*Brief*: Provide only the number of lines below that hold "test".

[Source material Boundary: Start]

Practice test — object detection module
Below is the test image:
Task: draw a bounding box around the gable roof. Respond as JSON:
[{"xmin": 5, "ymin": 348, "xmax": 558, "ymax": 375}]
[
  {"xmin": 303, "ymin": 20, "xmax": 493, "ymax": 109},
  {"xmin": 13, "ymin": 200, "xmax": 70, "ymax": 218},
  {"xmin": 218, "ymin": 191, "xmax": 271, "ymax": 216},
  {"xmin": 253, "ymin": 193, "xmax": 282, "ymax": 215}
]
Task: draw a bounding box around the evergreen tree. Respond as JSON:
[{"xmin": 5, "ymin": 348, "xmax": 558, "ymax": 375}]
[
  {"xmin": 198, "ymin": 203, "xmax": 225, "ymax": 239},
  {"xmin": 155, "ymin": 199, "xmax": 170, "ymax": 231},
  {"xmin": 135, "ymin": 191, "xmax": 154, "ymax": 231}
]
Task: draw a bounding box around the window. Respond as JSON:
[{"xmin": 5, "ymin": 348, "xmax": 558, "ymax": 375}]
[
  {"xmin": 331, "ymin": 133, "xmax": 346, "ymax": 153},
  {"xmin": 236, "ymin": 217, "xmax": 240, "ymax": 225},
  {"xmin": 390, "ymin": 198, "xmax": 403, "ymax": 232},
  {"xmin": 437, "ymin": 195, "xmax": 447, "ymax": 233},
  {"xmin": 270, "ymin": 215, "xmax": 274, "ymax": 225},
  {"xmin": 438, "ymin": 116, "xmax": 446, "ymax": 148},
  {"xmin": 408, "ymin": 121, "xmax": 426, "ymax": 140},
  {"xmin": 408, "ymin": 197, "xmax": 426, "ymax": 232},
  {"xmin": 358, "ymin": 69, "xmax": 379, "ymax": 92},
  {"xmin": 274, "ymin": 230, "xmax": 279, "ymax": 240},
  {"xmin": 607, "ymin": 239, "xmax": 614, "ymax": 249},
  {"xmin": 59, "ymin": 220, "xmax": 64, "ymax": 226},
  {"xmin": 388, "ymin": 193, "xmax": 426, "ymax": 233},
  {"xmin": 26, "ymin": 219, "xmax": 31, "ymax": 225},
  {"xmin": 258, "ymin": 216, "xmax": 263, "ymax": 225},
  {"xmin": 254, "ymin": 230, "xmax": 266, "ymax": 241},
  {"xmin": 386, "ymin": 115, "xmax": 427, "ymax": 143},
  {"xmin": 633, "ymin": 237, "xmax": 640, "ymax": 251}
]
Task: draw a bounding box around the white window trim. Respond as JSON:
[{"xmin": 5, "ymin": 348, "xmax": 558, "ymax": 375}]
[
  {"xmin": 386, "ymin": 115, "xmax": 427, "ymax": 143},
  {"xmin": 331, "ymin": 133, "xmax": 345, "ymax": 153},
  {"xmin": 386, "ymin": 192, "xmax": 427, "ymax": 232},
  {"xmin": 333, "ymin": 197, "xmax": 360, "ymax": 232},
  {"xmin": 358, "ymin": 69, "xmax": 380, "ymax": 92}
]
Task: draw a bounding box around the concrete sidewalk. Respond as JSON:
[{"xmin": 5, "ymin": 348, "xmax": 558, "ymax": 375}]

[Source material Boundary: End]

*Solution to this exercise*: 2